> **TASK OBJECTIVE**:
Of all the lines in this material, how many have the word "coordinates"? Give only the number.

> **ENTRIES SUPPLIED**:
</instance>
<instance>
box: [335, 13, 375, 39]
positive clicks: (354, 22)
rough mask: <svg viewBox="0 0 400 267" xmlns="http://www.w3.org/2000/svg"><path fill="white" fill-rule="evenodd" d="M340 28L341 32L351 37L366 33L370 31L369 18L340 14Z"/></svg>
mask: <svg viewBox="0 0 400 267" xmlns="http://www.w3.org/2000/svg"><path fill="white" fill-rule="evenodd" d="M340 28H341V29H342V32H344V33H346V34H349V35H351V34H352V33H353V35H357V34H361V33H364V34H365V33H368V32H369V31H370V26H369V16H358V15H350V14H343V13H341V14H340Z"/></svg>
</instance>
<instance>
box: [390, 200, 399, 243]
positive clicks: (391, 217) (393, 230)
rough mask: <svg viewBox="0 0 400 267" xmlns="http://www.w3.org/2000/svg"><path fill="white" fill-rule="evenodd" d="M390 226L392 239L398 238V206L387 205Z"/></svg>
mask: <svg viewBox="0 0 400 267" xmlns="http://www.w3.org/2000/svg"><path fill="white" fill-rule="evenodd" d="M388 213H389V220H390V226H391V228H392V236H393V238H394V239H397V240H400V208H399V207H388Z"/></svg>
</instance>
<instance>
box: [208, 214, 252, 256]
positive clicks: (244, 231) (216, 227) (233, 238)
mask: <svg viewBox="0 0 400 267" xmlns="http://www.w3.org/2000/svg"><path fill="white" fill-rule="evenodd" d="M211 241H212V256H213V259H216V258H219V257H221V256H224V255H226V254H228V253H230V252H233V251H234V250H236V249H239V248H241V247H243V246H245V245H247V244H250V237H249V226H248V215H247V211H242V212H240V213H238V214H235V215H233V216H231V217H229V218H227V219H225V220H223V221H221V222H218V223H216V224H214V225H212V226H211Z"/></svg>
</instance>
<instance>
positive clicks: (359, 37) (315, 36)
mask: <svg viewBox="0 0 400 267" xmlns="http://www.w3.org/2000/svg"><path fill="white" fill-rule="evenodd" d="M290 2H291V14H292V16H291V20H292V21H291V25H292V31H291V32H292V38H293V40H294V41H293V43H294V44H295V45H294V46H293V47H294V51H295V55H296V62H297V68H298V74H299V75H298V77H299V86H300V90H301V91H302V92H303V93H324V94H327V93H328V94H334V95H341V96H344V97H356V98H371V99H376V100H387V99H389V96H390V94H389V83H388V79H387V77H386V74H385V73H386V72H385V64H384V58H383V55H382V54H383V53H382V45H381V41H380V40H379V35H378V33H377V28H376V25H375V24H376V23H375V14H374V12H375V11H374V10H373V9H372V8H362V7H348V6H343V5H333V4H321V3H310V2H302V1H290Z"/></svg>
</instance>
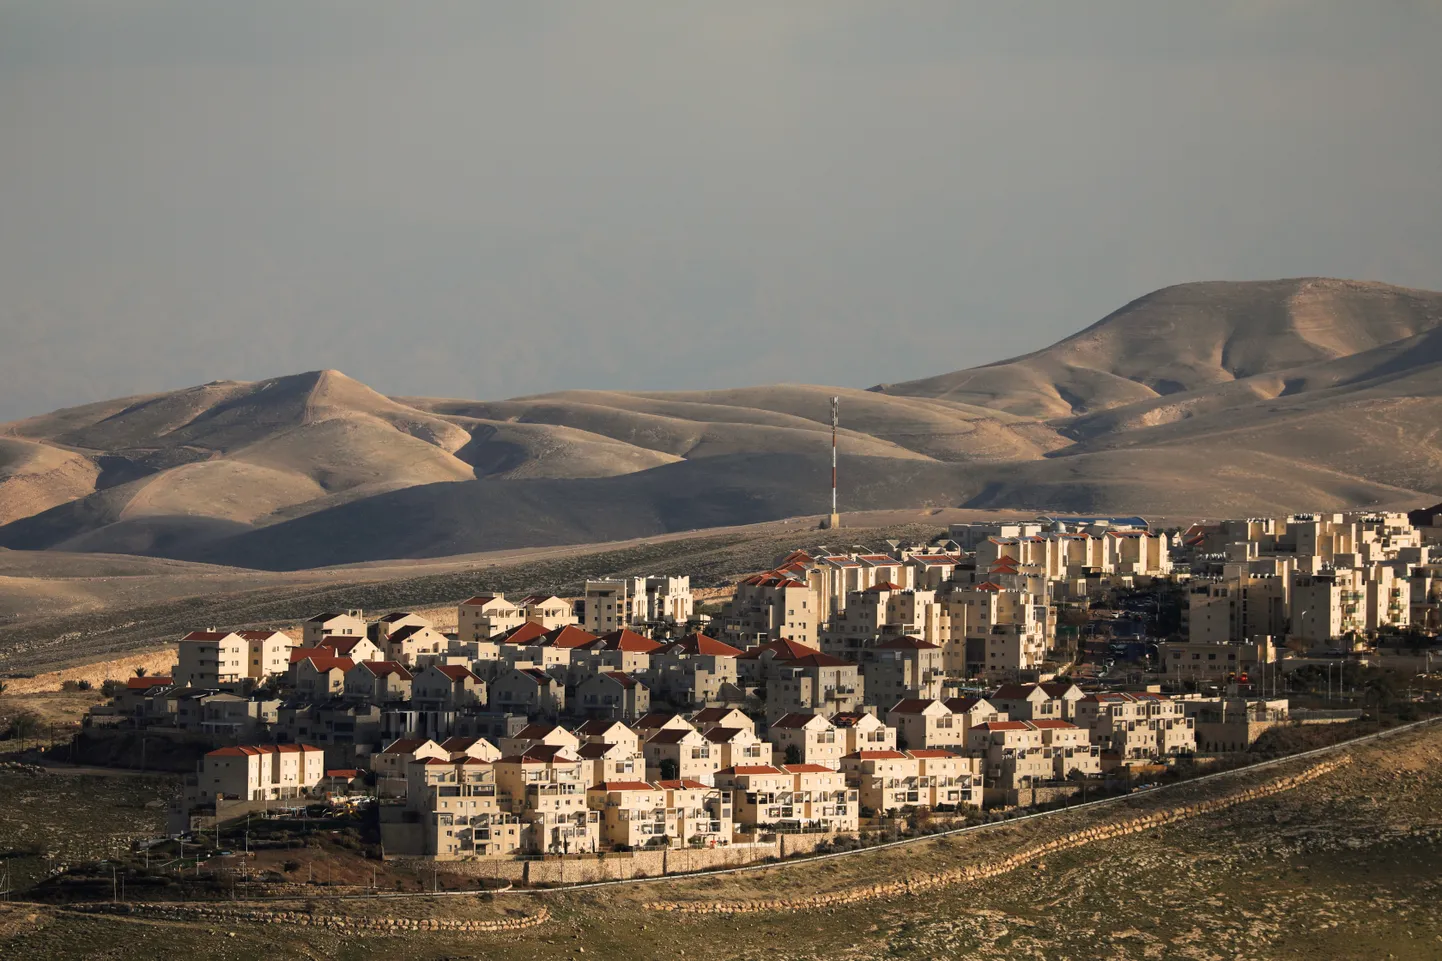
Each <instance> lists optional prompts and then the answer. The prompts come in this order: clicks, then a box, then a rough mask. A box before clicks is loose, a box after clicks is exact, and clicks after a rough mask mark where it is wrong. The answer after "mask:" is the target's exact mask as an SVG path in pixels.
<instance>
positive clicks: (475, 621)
mask: <svg viewBox="0 0 1442 961" xmlns="http://www.w3.org/2000/svg"><path fill="white" fill-rule="evenodd" d="M523 623H526V615H525V610H523V609H522V607H521V606H519V605H515V603H512V602H509V600H506V596H505V594H502V593H485V594H476V596H474V597H467V599H466V600H463V602H460V605H459V606H457V607H456V636H457V638H459V639H461V641H486V639H487V638H495V636H496V635H499V633H505V632H506V631H512V629H515V628H519V626H521V625H523ZM538 626H539V625H538ZM552 626H559V625H552ZM547 629H549V628H547Z"/></svg>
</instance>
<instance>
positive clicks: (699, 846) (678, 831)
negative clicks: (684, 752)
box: [585, 778, 733, 850]
mask: <svg viewBox="0 0 1442 961" xmlns="http://www.w3.org/2000/svg"><path fill="white" fill-rule="evenodd" d="M585 802H587V805H588V807H590V808H591V809H593V811H597V812H598V814H600V817H601V841H603V843H606V844H610V846H624V847H630V848H636V850H640V848H658V847H672V848H684V847H717V846H721V844H730V843H731V830H733V828H731V824H733V822H731V792H730V791H721V789H718V788H712V786H709V785H705V784H701V782H699V781H692V779H688V778H676V779H671V781H653V782H646V781H639V779H637V781H611V782H604V784H597V785H593V786H591V788H590V791H587V792H585Z"/></svg>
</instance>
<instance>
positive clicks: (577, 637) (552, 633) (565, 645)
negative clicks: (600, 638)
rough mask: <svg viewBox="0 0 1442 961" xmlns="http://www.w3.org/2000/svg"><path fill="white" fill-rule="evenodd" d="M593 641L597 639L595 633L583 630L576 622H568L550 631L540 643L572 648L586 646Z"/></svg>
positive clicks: (540, 641)
mask: <svg viewBox="0 0 1442 961" xmlns="http://www.w3.org/2000/svg"><path fill="white" fill-rule="evenodd" d="M593 641H596V635H594V633H591V632H590V631H581V629H580V628H577V626H575V625H574V623H568V625H565V626H562V628H555V629H552V631H548V632H547V633H545V636H544V638H542V639H541V641H539V644H544V645H545V646H548V648H561V649H571V648H581V646H585V645H587V644H591V642H593Z"/></svg>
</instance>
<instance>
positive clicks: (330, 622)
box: [301, 610, 366, 648]
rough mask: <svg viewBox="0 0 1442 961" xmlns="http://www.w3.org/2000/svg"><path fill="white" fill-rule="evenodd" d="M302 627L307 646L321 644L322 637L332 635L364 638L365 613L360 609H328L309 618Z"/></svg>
mask: <svg viewBox="0 0 1442 961" xmlns="http://www.w3.org/2000/svg"><path fill="white" fill-rule="evenodd" d="M301 629H303V631H304V638H303V642H304V645H306V646H307V648H313V646H316V645H319V644H320V642H322V639H324V638H329V636H330V635H340V636H345V638H363V636H365V635H366V631H365V613H363V612H361V610H327V612H326V613H319V615H316V616H314V618H310V619H307V620H306V623H304V625H301Z"/></svg>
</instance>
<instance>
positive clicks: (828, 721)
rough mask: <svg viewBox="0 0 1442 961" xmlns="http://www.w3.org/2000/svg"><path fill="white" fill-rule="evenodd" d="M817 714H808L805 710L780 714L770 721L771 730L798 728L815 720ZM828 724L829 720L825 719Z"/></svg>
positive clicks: (805, 725) (795, 729)
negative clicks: (805, 712) (827, 720)
mask: <svg viewBox="0 0 1442 961" xmlns="http://www.w3.org/2000/svg"><path fill="white" fill-rule="evenodd" d="M816 717H818V714H808V713H805V711H792V713H789V714H782V716H780V717H777V719H776V720H774V721H771V730H800V729H802V727H806V724H809V723H812V721H813V720H816ZM826 723H828V724H829V723H831V721H826Z"/></svg>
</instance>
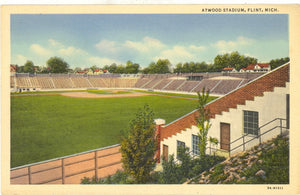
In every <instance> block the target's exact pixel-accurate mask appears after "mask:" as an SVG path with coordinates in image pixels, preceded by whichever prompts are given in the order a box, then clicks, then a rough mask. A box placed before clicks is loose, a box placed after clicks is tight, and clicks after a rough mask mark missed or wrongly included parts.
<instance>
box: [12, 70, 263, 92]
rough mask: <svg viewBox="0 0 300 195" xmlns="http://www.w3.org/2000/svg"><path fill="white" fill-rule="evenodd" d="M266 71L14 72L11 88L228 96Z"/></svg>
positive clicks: (23, 91) (12, 89) (50, 89)
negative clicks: (95, 89)
mask: <svg viewBox="0 0 300 195" xmlns="http://www.w3.org/2000/svg"><path fill="white" fill-rule="evenodd" d="M262 74H263V73H194V74H151V75H122V74H102V75H73V74H24V73H23V74H18V73H16V74H14V75H11V79H10V81H11V91H12V92H24V91H40V90H41V91H47V90H49V91H51V90H61V89H63V90H65V89H105V88H123V89H143V90H151V91H168V92H175V93H196V92H198V91H201V90H202V88H203V87H205V88H206V89H209V90H210V91H211V94H213V95H224V94H227V93H229V92H230V91H232V90H234V89H237V88H239V87H240V86H242V85H244V84H246V83H248V82H249V81H251V80H253V79H255V78H257V77H258V76H261V75H262Z"/></svg>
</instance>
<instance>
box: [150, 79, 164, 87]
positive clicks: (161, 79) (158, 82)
mask: <svg viewBox="0 0 300 195" xmlns="http://www.w3.org/2000/svg"><path fill="white" fill-rule="evenodd" d="M162 81H163V79H161V80H160V81H158V82H157V83H156V84H154V85H153V86H152V87H151V89H154V88H155V87H156V86H157V85H159V84H160V83H161V82H162Z"/></svg>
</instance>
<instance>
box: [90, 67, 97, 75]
mask: <svg viewBox="0 0 300 195" xmlns="http://www.w3.org/2000/svg"><path fill="white" fill-rule="evenodd" d="M90 69H91V70H92V71H93V74H94V72H95V70H96V69H97V66H96V65H94V66H92V67H91V68H90Z"/></svg>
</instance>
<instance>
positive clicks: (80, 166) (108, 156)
mask: <svg viewBox="0 0 300 195" xmlns="http://www.w3.org/2000/svg"><path fill="white" fill-rule="evenodd" d="M119 150H120V145H119V144H117V145H113V146H108V147H104V148H100V149H97V150H92V151H87V152H83V153H79V154H74V155H70V156H65V157H61V158H57V159H53V160H48V161H44V162H38V163H34V164H30V165H24V166H21V167H17V168H13V169H11V171H10V183H11V184H80V182H81V179H83V178H84V177H89V178H92V177H94V176H95V175H97V178H105V177H107V176H109V175H113V174H115V173H116V172H117V170H122V169H123V168H122V163H121V153H120V151H119Z"/></svg>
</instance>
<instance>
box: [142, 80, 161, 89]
mask: <svg viewBox="0 0 300 195" xmlns="http://www.w3.org/2000/svg"><path fill="white" fill-rule="evenodd" d="M161 80H162V79H152V81H150V82H149V83H147V84H146V85H145V86H143V88H145V89H152V87H154V86H155V85H156V84H157V83H158V82H160V81H161Z"/></svg>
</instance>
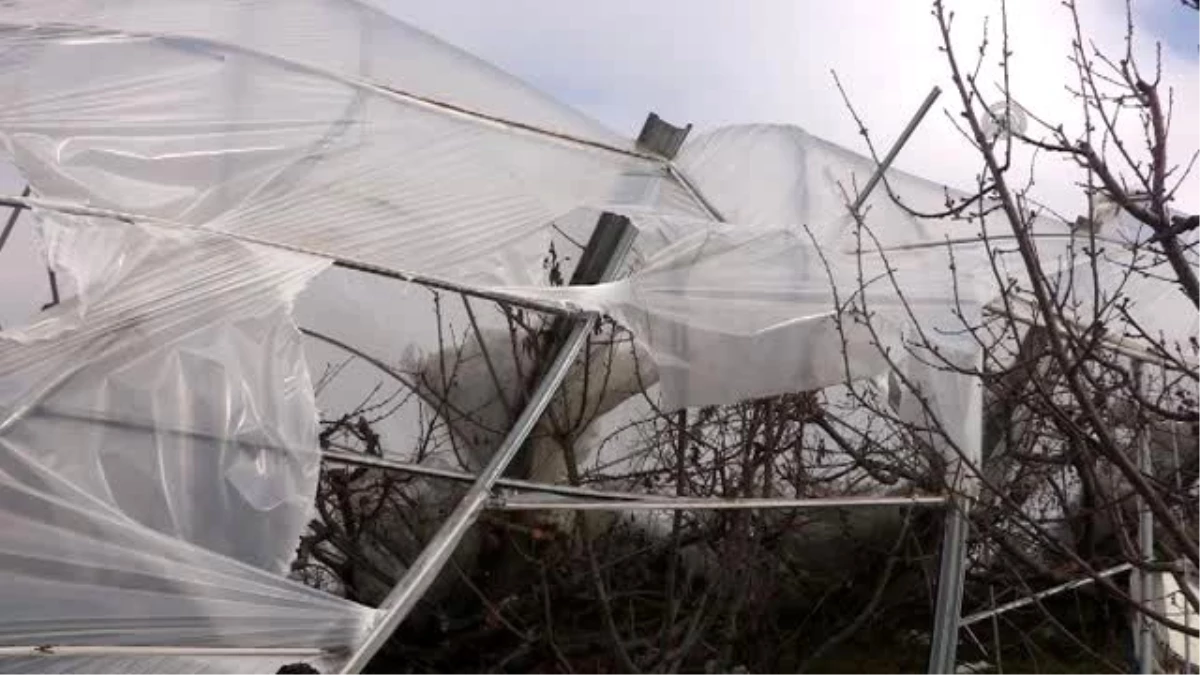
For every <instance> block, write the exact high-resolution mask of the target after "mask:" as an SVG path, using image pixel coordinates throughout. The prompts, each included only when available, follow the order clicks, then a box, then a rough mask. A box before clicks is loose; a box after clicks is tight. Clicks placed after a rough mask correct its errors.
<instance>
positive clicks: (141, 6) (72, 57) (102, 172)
mask: <svg viewBox="0 0 1200 675" xmlns="http://www.w3.org/2000/svg"><path fill="white" fill-rule="evenodd" d="M53 5H54V4H52V6H53ZM68 5H71V4H68ZM128 5H130V6H131V7H132V6H133V5H137V6H138V7H142V6H143V5H146V6H148V7H149V6H151V5H154V4H134V2H131V4H128ZM169 5H172V6H174V5H175V4H169ZM217 5H218V6H221V7H224V10H227V14H228V16H227V17H226V19H228V24H229V25H234V24H236V23H238V22H239V20H241V22H244V23H245V24H246V25H247V26H256V25H258V24H256V23H254V22H256V20H258V19H260V18H262V16H265V14H264V12H266V8H264V7H265V5H274V4H262V2H227V4H221V2H217ZM300 5H301V6H307V5H314V6H319V7H324V6H325V4H324V2H319V1H317V0H312V1H311V2H308V4H307V5H306V4H300ZM335 5H342V6H347V7H358V6H356V5H353V4H350V2H338V4H335ZM236 7H241V12H240V13H239V11H236ZM289 7H290V4H289ZM310 10H312V8H311V7H310ZM146 11H148V12H149V16H150V17H155V16H158V12H161V11H164V10H162V8H160V7H158V6H157V5H154V8H152V10H146ZM274 11H275V12H280V13H288V12H290V10H284V8H278V7H276V8H275V10H274ZM312 11H314V12H316V10H312ZM30 13H31V14H34V18H37V16H40V14H41V13H42V12H40V11H32V10H31V11H30ZM46 13H48V14H53V13H54V12H50V11H49V10H47V11H46ZM299 13H300V14H304V13H305V12H304V11H300V12H299ZM318 13H319V12H318ZM17 16H18V17H19V16H20V13H18V14H17ZM79 16H80V17H83V18H76V19H72V20H73V22H77V23H73V24H72V25H70V26H64V25H47V24H37V25H34V24H30V25H29V26H11V28H8V29H6V30H5V31H4V32H2V36H0V44H4V47H5V54H6V60H7V61H8V62H10V64H11V67H6V68H5V70H4V73H2V74H0V92H4V94H5V95H6V102H4V103H0V127H2V129H4V130H5V142H6V145H7V149H8V151H10V153H11V155H12V157H13V160H14V162H16V163H17V166H18V167H20V169H22V171H23V173H24V174H25V175H26V178H28V179H29V180H30V183H31V184H32V185H34V186H35V187H36V193H37V196H40V197H42V198H46V199H53V201H62V202H67V203H72V204H88V205H90V207H97V208H106V209H113V210H116V211H121V213H126V214H131V215H132V216H134V217H140V219H160V220H162V221H164V222H167V223H176V225H184V226H190V227H203V228H209V229H216V231H224V232H229V233H234V234H236V235H238V237H241V238H245V239H247V240H252V241H263V243H269V244H276V245H282V246H286V247H290V249H294V250H300V251H308V252H316V253H320V255H324V256H330V257H336V258H343V259H347V261H353V262H358V263H366V264H372V265H379V267H384V268H388V269H391V270H401V271H407V273H421V274H430V275H437V276H439V277H444V279H450V280H456V281H474V280H476V279H478V276H479V275H480V274H481V273H482V275H484V277H487V276H488V274H487V273H488V270H486V269H485V270H480V269H479V264H478V262H479V258H481V257H485V256H487V255H488V253H491V252H493V251H497V250H504V249H505V247H509V246H511V245H515V244H516V243H520V241H522V240H523V239H526V238H528V237H529V235H530V234H534V233H536V232H538V231H540V229H545V228H548V227H551V223H552V222H553V221H554V220H556V219H559V217H563V216H565V215H566V214H569V213H570V211H572V210H574V209H576V208H580V207H593V208H598V209H607V208H632V209H640V208H652V209H655V210H661V209H666V210H667V211H668V213H680V214H696V213H698V208H697V207H696V205H694V204H691V203H690V202H689V201H688V199H686V197H685V196H684V193H683V190H682V187H680V186H679V185H678V184H676V183H674V181H672V180H671V179H670V178H668V175H667V172H666V168H665V166H664V165H662V163H661V162H659V161H655V160H650V159H646V157H640V156H636V155H631V154H623V153H622V151H619V149H617V150H614V149H612V148H610V149H602V148H600V147H596V144H595V143H594V142H590V141H588V142H578V141H564V139H563V138H559V137H558V136H556V133H547V132H532V131H528V130H526V129H524V127H521V126H514V125H508V124H504V123H496V121H490V119H488V118H486V117H484V118H481V117H478V115H468V114H462V113H458V112H456V110H454V109H450V108H446V107H444V106H440V104H430V103H426V102H424V101H421V100H414V98H412V97H406V96H401V95H396V94H395V92H391V91H390V90H386V89H382V88H377V86H368V85H365V84H362V83H361V82H359V80H356V79H352V78H346V77H336V76H335V74H332V71H331V70H324V68H320V70H318V68H312V67H308V66H306V65H302V64H300V62H298V61H293V60H289V59H284V58H275V56H271V55H270V54H269V53H266V52H260V50H257V49H241V48H238V47H236V46H233V44H232V43H229V42H226V41H211V40H208V38H205V37H164V36H161V35H158V34H142V32H132V34H131V32H114V31H113V30H109V28H113V26H115V29H116V30H125V29H127V28H130V29H132V28H138V26H142V25H143V24H145V25H150V24H154V22H152V20H150V19H144V20H143V19H142V18H137V19H136V20H134V19H133V18H130V17H137V16H138V14H137V13H136V12H134V11H133V10H132V8H130V10H128V11H122V12H116V11H109V12H94V13H91V14H89V12H88V11H84V10H80V14H79ZM222 16H224V14H222ZM89 17H92V18H94V20H96V22H107V23H101V24H100V28H97V26H92V25H86V20H88V18H89ZM125 19H128V20H125ZM226 19H221V20H217V22H215V23H216V25H217V26H220V25H224V24H223V23H222V22H223V20H226ZM164 20H166V19H164ZM170 20H174V18H172V19H170ZM197 20H198V19H197ZM168 23H170V22H168ZM199 23H202V24H203V23H204V22H199ZM383 23H385V24H386V23H388V22H383ZM391 23H395V22H391ZM80 24H83V25H80ZM108 24H113V25H112V26H110V25H108ZM150 28H154V26H152V25H150ZM311 28H312V26H310V30H311ZM230 30H232V29H230ZM262 30H263V32H264V34H272V32H275V31H278V32H281V34H283V36H284V37H280V41H281V44H282V47H278V46H276V47H277V48H276V47H272V44H274V42H272V41H271V40H269V38H268V37H263V36H258V37H253V38H247V40H248V43H251V44H258V43H259V42H263V44H262V47H263V48H264V49H266V48H268V47H270V48H272V49H275V52H278V53H290V52H288V50H289V49H293V48H295V47H296V44H299V43H300V42H302V40H301V38H302V37H304V36H306V35H307V34H306V32H305V34H300V35H299V36H296V35H290V34H288V30H300V28H298V26H296V25H293V22H283V23H281V24H280V25H271V26H269V28H268V26H262ZM406 30H407V31H408V32H413V34H414V35H415V31H412V29H406ZM246 31H247V35H248V34H253V35H256V36H257V35H258V32H254V31H250V30H248V29H246ZM235 32H236V31H235ZM199 34H202V35H203V34H205V31H203V30H200V31H199ZM170 35H179V31H175V32H172V34H170ZM340 35H341V34H340ZM403 35H407V32H404V34H403ZM403 35H402V36H401V37H403ZM360 37H361V36H360V35H359V34H358V32H355V31H353V30H350V31H349V32H346V34H344V35H341V40H342V41H347V43H348V44H349V43H356V42H353V41H356V40H359V38H360ZM413 40H414V37H412V36H409V38H408V41H407V43H408V47H407V48H410V49H415V48H416V47H415V46H414V44H412V42H413ZM329 41H334V37H332V36H330V37H328V38H324V40H320V41H318V43H324V42H329ZM426 42H427V44H426V43H422V44H425V50H427V52H428V53H430V54H431V62H432V64H438V62H442V61H446V62H448V64H451V62H452V64H454V67H448V72H449V74H448V78H449V80H450V82H455V80H456V76H455V73H460V72H469V73H472V74H470V76H469V77H468V78H467V80H470V82H473V80H474V79H479V78H484V79H487V78H488V77H490V78H491V79H492V80H496V82H497V83H498V84H496V85H494V86H493V89H494V88H502V89H504V91H506V92H508V94H506V95H504V96H497V101H498V102H497V107H494V108H492V107H487V109H485V110H482V113H485V114H486V115H497V114H500V113H504V110H506V108H508V107H510V106H512V104H515V103H512V101H511V100H512V96H515V95H516V94H515V92H516V91H520V89H514V88H515V85H514V88H503V86H500V85H502V84H503V83H504V82H508V80H506V79H503V76H500V74H499V73H494V72H492V71H490V70H487V68H484V70H480V68H481V67H482V66H480V65H479V64H478V62H474V61H472V60H469V59H467V58H463V56H461V55H460V56H458V58H456V59H450V58H449V56H446V54H445V52H446V50H448V48H445V47H444V46H440V44H438V43H436V42H434V41H431V40H426ZM455 54H457V53H455ZM439 55H440V56H439ZM368 56H370V55H368ZM311 58H312V59H318V58H323V55H322V52H320V49H314V50H313V54H312V55H311ZM364 58H367V56H364ZM371 58H372V59H373V58H374V56H371ZM330 59H331V64H330V65H329V68H332V67H334V66H346V65H347V64H344V62H342V61H343V60H344V59H341V58H332V56H331V58H330ZM372 62H373V61H372ZM383 62H385V64H391V62H394V61H392V60H385V61H383ZM80 64H86V65H88V67H86V68H80V67H79V66H80ZM473 68H474V70H473ZM425 79H428V77H427V76H425ZM485 107H486V106H485ZM526 107H527V108H528V109H529V110H532V112H529V115H532V119H533V120H534V123H535V124H536V123H538V121H539V120H541V119H542V118H544V117H545V115H542V114H541V113H539V112H538V110H542V109H545V108H547V104H546V103H545V102H544V101H541V100H540V98H530V102H529V104H528V106H526ZM518 108H520V109H521V110H524V107H520V106H518ZM496 110H500V113H497V112H496ZM514 112H515V113H516V112H520V110H514ZM547 114H548V113H547ZM563 117H564V118H565V117H569V115H568V114H566V113H564V114H563ZM547 124H548V123H547ZM491 276H493V277H494V276H496V275H494V274H492V275H491Z"/></svg>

> **RESULT OF THE EXERCISE**:
2